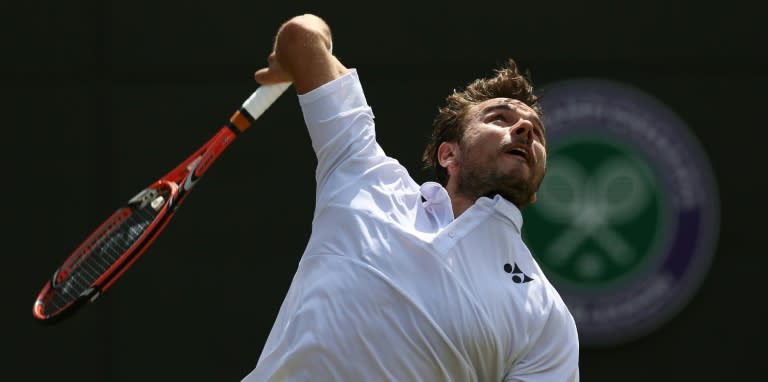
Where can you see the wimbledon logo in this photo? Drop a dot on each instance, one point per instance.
(627, 217)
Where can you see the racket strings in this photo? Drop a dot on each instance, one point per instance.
(104, 251)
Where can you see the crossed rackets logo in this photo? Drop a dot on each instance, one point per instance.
(589, 205)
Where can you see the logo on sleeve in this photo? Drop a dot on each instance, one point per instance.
(518, 277)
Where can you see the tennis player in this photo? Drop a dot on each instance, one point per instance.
(408, 282)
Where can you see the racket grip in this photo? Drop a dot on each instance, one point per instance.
(263, 97)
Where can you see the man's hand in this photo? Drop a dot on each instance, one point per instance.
(302, 55)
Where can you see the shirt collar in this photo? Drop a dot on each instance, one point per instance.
(438, 202)
(506, 209)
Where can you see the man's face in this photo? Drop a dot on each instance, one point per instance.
(502, 152)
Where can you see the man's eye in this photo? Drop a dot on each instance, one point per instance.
(498, 117)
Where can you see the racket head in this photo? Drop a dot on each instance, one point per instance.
(106, 253)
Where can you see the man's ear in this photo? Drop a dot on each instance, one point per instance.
(448, 155)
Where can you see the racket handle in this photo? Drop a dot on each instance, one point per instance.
(263, 98)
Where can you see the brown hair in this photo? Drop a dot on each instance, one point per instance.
(448, 125)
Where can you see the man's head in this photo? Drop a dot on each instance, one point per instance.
(488, 139)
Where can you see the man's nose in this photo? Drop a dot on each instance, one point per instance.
(523, 128)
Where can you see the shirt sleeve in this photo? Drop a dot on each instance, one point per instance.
(341, 128)
(554, 355)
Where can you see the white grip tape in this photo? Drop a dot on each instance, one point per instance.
(263, 98)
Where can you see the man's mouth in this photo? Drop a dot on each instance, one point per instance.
(519, 150)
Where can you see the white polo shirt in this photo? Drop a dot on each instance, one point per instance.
(392, 288)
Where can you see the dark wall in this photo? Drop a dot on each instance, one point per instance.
(101, 98)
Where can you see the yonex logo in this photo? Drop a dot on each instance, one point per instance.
(518, 277)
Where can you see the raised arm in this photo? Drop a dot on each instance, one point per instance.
(302, 55)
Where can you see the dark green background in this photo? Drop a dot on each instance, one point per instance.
(99, 98)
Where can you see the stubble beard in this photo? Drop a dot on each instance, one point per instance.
(476, 181)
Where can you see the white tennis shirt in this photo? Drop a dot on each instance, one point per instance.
(393, 288)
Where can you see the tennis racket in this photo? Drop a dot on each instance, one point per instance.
(116, 244)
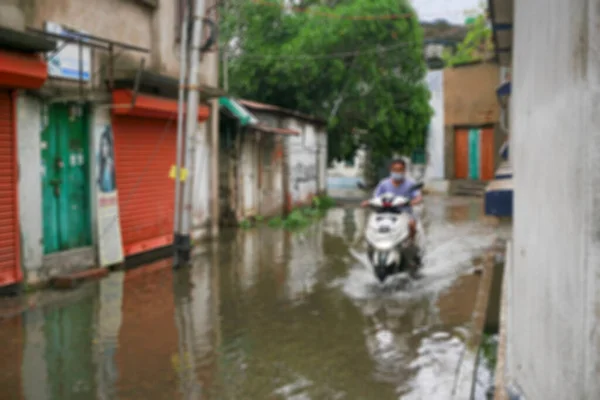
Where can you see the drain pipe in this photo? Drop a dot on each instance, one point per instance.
(180, 120)
(190, 131)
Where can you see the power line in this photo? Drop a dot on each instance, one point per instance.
(316, 13)
(344, 54)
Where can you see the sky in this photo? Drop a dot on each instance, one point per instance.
(451, 10)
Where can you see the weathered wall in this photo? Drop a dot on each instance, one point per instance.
(435, 134)
(29, 126)
(449, 172)
(341, 169)
(470, 94)
(322, 159)
(554, 301)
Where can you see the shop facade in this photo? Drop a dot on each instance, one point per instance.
(21, 68)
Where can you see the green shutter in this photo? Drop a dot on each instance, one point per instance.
(239, 111)
(474, 153)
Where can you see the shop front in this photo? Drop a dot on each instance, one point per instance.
(20, 68)
(145, 137)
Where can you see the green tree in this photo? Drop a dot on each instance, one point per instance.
(476, 46)
(358, 74)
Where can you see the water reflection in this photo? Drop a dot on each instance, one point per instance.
(261, 314)
(107, 334)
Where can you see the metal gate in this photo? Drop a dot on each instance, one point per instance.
(145, 150)
(10, 270)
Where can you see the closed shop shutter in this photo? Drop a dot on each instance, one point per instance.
(10, 270)
(145, 150)
(461, 154)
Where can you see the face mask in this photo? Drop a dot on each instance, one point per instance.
(397, 176)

» **Problem to solve**:
Repeat the records above exactly, without pictures.

» **Expected answer**:
Where can you see the wimbledon logo in this photo? Drop a dot on each instance, one point per instance.
(627, 217)
Where can you see the racket strings in this photo? Drop a dot on each instance, one point per instance.
(104, 251)
Where can you see the crossed rackets logo in this photo? Drop a dot on each instance, one point per instance.
(589, 205)
Where can you see the logo on sleeve in this photo? Drop a dot on each instance, one point per instance.
(518, 277)
Where can you see the tennis player in this photo? Drop a dot on each instance, one point per instance.
(408, 282)
Where can you see the racket grip in this photo? Drop a dot on each instance, one point per instance.
(263, 97)
Where can you see the man's hand in this photo? Drop a dot on each instance, one point per instance.
(302, 55)
Where can you see the shirt collar in this photo? Drop a dot on each instance, one point per instance.
(438, 202)
(506, 209)
Where can you see the man's face in this photo? Drop a dot on each instance, one point per instance.
(502, 152)
Where can you see the man's eye in this photo? Drop a dot on each instance, one point per instance.
(498, 117)
Where can you see the racket head in this photo? Drop a dot on each instance, one point per instance.
(106, 253)
Where can you see the man's ear in this photo? Drop a dot on each instance, one point per instance.
(448, 155)
Where can you see the racket handle in this photo? Drop a dot on each instance, one point per instance.
(263, 98)
Where can you see the brown hair in this photo? Drop a dot on each instance, one point per instance.
(448, 125)
Where can you see the man's head in this photo? Drop a dot on each instance, one point per instance.
(488, 139)
Where can you see the man's nose in this photo? Drop a dot on each instance, one point per instance.
(523, 128)
Where can you see the shirt sleeve in this photo? Drop a dot on each instance, one point per instance.
(341, 128)
(554, 355)
Where can you see the white grip tape in this photo? Drop a dot on each instance, one point per instance.
(263, 98)
Where can you see the man's mouth in this photo? Drop a dot on each instance, one point per instance.
(519, 150)
Where can you see the white polo shirt in this photo? Drop a dot on each instance, one point per instance.
(392, 288)
Where can you see the dark wall in this photo? Drop a dot on each instance, one point per instance.
(101, 98)
Where can you see the yonex logo in this photo? Drop a dot on each instance, one point per instance.
(518, 277)
Where can you see the raised arm in this photo? Drop a dot on each instance, one point per instance.
(302, 55)
Where can you see the dark green background in this photo? Drop a dot on each instance, one point per instance.
(99, 98)
Where can you see the stubble beard in this photo? Drop a dot on each instance, one point per instance.
(476, 181)
Where can you see the white tennis shirt in this photo? Drop a dot on each instance, one point per instance.
(393, 288)
Where can you see the tennis racket in this photo? Drop a dot on each instance, one point per instance.
(116, 244)
Where can you see the drain pipe in this photo? Drop a dot on each instance, one point per instance.
(180, 120)
(190, 131)
Where can you see the power line in this photo? Drop a dot on each instance, one point per instance.
(316, 13)
(344, 54)
Where can you see the sky in this photo? Drop a dot on each instance, one point per instance.
(451, 10)
Where can you see the weathered wall in this photo? Drop a dot on each instance, one point per instance.
(435, 134)
(29, 126)
(449, 172)
(341, 169)
(470, 94)
(322, 159)
(554, 301)
Where can you see the shop facade in this photo? Drop a dot on each instance, one point per instance.
(21, 68)
Where can you see the green shutter in this photo? Drop a dot on each instance, one point per instance.
(239, 111)
(474, 153)
Where can you see the shop front in this photo? Drop a dot on each instance, one point per instance.
(20, 68)
(145, 137)
Where can you see the green tree in this photo? Drop a dot on each instance, one point per instance.
(476, 46)
(358, 74)
Where can you see the water reflection in this photo? Drop a dot on each instance, one point per instance.
(261, 314)
(107, 334)
Where can you see the metal gate in this photo? Drop a dot on each instance, one point per instance.
(145, 150)
(10, 270)
Where can you see the closed shop shutter in this photo? Drop a dot on each instance, one point per instance.
(10, 270)
(145, 150)
(461, 154)
Where can you see the face mask in this photo? Drop a dot on each instance, one point per instance.
(397, 176)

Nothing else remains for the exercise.